- Given problem -
Show every line of the items below that contains the word "cloud".

(Records drawn from a data source)

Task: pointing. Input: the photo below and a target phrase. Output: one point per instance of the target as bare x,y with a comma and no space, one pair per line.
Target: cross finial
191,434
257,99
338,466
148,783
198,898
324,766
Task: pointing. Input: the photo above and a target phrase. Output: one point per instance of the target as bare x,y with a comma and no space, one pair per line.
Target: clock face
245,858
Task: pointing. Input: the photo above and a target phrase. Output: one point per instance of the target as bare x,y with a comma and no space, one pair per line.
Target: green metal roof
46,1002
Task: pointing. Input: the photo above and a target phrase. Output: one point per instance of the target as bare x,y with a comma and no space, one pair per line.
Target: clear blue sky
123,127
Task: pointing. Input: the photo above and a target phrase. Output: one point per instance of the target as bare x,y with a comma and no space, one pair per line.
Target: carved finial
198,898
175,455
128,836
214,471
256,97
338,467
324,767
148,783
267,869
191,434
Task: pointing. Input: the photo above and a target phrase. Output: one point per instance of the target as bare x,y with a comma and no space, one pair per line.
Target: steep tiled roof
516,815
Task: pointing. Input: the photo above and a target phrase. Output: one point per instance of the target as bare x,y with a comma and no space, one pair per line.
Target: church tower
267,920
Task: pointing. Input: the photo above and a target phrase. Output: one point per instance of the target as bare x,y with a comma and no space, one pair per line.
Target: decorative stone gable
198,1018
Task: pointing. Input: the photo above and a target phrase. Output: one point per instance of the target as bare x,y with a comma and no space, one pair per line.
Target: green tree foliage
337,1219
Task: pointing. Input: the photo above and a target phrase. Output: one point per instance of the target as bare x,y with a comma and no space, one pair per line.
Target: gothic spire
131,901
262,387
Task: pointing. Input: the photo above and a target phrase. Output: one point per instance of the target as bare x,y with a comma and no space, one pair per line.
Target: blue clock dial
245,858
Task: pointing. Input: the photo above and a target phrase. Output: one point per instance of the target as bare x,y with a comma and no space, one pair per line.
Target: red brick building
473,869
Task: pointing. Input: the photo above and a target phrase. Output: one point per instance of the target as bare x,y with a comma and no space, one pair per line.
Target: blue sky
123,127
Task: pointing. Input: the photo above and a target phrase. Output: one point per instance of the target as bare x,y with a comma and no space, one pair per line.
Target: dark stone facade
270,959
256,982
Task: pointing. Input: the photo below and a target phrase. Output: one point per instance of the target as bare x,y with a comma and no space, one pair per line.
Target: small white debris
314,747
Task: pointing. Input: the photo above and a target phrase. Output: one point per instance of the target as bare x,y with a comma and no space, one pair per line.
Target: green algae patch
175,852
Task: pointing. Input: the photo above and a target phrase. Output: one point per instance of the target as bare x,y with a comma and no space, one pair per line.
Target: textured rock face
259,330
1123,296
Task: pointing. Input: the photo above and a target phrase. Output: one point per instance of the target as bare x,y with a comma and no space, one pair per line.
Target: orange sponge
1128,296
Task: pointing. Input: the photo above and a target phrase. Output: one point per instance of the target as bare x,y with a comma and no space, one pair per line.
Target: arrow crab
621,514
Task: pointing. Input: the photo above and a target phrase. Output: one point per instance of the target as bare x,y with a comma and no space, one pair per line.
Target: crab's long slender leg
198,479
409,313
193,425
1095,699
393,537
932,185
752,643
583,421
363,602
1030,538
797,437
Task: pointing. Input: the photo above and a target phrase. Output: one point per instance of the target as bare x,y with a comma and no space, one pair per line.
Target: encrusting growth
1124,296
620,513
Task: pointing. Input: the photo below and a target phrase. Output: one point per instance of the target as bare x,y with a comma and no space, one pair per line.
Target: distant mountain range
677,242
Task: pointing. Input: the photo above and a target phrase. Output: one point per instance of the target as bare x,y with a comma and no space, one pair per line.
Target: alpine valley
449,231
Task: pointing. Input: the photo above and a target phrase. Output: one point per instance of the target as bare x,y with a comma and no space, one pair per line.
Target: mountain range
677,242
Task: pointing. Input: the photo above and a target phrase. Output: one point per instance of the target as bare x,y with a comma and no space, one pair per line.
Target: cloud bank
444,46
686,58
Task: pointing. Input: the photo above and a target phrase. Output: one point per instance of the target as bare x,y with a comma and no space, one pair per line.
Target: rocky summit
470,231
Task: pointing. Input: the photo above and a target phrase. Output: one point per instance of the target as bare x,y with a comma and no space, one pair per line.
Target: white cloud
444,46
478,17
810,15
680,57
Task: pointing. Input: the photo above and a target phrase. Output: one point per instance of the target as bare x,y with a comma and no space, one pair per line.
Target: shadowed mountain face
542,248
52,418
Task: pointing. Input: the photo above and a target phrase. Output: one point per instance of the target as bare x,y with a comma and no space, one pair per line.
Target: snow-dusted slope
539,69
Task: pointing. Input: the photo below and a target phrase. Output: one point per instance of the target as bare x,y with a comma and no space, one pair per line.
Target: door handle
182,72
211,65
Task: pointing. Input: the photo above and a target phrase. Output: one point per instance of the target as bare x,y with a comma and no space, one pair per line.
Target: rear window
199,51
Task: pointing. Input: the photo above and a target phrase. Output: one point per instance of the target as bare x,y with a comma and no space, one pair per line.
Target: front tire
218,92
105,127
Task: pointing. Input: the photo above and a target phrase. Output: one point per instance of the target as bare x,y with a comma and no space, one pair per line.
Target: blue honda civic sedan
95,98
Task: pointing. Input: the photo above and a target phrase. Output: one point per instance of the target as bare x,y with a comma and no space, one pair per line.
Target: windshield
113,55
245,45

- Output of the task -
Target: cloud bank
Target: white cloud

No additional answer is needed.